**Stored records**
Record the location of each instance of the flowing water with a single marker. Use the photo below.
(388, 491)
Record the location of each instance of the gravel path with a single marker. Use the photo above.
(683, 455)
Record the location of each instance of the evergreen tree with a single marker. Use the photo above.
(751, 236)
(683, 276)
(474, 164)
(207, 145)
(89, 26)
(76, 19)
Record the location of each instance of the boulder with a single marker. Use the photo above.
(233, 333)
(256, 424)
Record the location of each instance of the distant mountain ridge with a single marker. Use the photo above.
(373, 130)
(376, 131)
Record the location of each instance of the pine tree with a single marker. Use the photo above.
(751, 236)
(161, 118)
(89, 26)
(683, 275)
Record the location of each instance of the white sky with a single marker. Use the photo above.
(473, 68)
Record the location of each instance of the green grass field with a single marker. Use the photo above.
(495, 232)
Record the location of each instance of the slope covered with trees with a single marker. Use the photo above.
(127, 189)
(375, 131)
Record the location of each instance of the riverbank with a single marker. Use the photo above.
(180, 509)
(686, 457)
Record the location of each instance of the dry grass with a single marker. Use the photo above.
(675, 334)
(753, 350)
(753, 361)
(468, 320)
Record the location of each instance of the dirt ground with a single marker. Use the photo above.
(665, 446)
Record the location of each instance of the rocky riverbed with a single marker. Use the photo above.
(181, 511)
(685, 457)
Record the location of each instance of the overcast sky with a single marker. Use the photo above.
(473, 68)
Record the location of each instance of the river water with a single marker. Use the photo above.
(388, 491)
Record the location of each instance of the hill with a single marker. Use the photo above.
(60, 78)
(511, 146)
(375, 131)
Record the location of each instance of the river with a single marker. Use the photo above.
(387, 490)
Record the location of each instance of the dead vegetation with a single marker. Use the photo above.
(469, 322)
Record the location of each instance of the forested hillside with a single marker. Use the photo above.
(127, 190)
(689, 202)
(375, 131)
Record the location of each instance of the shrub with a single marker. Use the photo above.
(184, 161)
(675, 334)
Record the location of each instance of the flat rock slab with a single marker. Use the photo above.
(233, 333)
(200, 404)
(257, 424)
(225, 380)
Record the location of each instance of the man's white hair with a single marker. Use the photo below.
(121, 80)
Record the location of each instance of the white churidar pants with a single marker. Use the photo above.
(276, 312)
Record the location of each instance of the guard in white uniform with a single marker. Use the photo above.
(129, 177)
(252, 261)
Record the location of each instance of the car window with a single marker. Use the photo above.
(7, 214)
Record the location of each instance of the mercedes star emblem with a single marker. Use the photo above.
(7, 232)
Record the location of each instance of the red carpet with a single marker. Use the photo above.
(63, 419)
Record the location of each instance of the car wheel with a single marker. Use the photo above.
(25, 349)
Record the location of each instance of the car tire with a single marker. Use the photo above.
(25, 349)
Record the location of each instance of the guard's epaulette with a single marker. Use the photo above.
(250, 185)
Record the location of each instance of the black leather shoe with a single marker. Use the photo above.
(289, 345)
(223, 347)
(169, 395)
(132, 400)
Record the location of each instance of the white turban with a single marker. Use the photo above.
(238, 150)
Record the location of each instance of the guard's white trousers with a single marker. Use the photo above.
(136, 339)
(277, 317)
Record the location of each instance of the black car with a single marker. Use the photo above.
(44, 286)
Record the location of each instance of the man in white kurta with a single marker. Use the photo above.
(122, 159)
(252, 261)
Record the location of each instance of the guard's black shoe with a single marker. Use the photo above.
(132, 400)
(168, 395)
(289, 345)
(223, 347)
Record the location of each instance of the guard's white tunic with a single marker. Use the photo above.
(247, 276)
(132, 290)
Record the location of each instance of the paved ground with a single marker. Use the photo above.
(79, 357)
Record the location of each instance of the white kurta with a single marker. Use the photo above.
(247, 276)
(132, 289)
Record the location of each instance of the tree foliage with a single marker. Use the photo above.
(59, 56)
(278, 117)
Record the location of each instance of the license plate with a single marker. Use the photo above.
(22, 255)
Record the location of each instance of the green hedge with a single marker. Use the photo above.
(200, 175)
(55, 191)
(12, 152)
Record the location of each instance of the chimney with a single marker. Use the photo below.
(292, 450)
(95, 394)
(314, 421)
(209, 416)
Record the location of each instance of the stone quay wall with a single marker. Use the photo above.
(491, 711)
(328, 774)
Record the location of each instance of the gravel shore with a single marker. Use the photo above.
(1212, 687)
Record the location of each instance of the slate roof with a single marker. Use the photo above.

**Your objective**
Rewrite the records above, switching every "single marker" to "single dot" and leaving everything else unchanged.

**Task output**
Record the location of each instance of the flowing water with a single dot. Use the photo below.
(388, 491)
Record the location of each instance of the gravel path with a single dot. Use the photo above.
(683, 455)
Record the location of each instance of the evergreen tree with a single dot. Use the photo above.
(751, 236)
(683, 276)
(474, 164)
(207, 145)
(89, 26)
(76, 19)
Record the location of each instance of the boulder with a single dot. Use the photo above.
(233, 333)
(256, 424)
Record the location of each instance of the distant mountain ridge with a single dot. Use the photo above.
(373, 130)
(376, 131)
Record the location of each instance of the pine tree with a single dot. Use the photo above.
(751, 236)
(161, 118)
(89, 26)
(683, 275)
Record the location of each instance of the white sky with a single dot. Use the photo above.
(473, 68)
Record the location of each instance of the green grass field with a single dot. Use the photo above.
(495, 232)
Record the location of each instance of the slope covered with trees with a single dot. Use the photo above.
(127, 189)
(375, 131)
Record the location of each instance of the riverbank with a single dot. Use the photo above.
(180, 509)
(686, 457)
Record the location of each instance of the dry grass with a single dot. Use the photo above.
(675, 334)
(753, 350)
(753, 361)
(468, 320)
Record the location of each instance of the dirt ground with a single dot. Use the photo above.
(665, 446)
Record the location of each instance of the rocky riverbed with a single dot. Use the photo above.
(181, 511)
(685, 457)
Record the location of each instance of the overcast sky with a single dot. Use the photo above.
(473, 68)
Record the location of each instance of the river water with a single dot. Use the photo above.
(388, 491)
Record the location of each instance of the hill with a single dot. Use the photo above.
(60, 78)
(511, 146)
(375, 131)
Record the location of each instance of the river with a single dot. Use the photo above.
(387, 490)
Record the location of each instance of the dead vegetation with a single dot. Use the photo above.
(469, 322)
Record the location of each instance of the forested hillside with a single dot. Use the photo above.
(127, 190)
(689, 202)
(375, 131)
Record the location of each instance of the shrub with a single dot. Use the photo above.
(184, 161)
(675, 334)
Record the location of each instance of the flat rock slab with a single dot. Use the photo above.
(233, 333)
(200, 404)
(257, 424)
(225, 380)
Record the location of each instance of the man's white hair with a single dot. Use the photo below.
(121, 80)
Record the location of each instance of the white churidar pants with a single dot. Use the photo above.
(276, 312)
Record the location of each instance of the guard in white uniform with a single dot. Use the photo above.
(129, 177)
(252, 261)
Record the location of each instance of the car window with a single dot. Use the photo above.
(7, 214)
Record the location of each instance of the mercedes star emblem with a single dot. Use the photo above.
(7, 232)
Record the location of each instance of the red carpet with a single dot. Use the photo above.
(63, 419)
Record the location of each instance of the car wheel with a single dot. Use the photo above.
(25, 349)
Record the location of each instance of the car tire with a single dot. Use the photo above.
(25, 349)
Record the location of each instance of the guard's epaulette with a single dot. Use the photo above.
(250, 185)
Record the location of each instance of the black leather shoe with a single dot. Use the photo above.
(289, 345)
(223, 347)
(169, 395)
(132, 400)
Record the location of each instance of the white turban with a single dot. Use the photo above.
(238, 150)
Record the location of each instance of the guard's white trousers with a single dot. Use the photo above.
(136, 339)
(277, 317)
Record the location of each instance of the black car with a single dot. Use the photo above.
(44, 286)
Record the location of each instance of the man in white kurta with a single dot. Use the photo above.
(122, 159)
(252, 261)
Record the location of each instance of the guard's black shoe with a single dot. Use the photo above.
(132, 400)
(168, 395)
(289, 345)
(223, 347)
Record the location of each instance of the guard's white tunic with a single dot. Use the photo above.
(247, 276)
(132, 290)
Record the location of each instance of the paved ground with a single dot. Use the photo above.
(79, 357)
Record the location of each instance of the white kurta with a single dot. Use the photo above.
(247, 276)
(132, 289)
Record the location of each instance of the tree foliage with a single dot. Use the photo above.
(59, 56)
(278, 117)
Record the location of each instance of the license plate with a single dot. Use the photo above.
(22, 255)
Record the location of each instance of the green hedge with a single dot. Use the photo above.
(200, 175)
(55, 191)
(12, 152)
Record the location of each instance of the chimney with a single dot. Use the photo below.
(292, 450)
(95, 394)
(314, 421)
(209, 416)
Record the location of each instance of the stone quay wall with a single dot. Use the photo above.
(491, 711)
(328, 774)
Record the location of each instance of the gravel shore with a single dot. Use the photo above.
(1212, 687)
Record the location of each instance of the slate roof with a single dot. Use the photo above.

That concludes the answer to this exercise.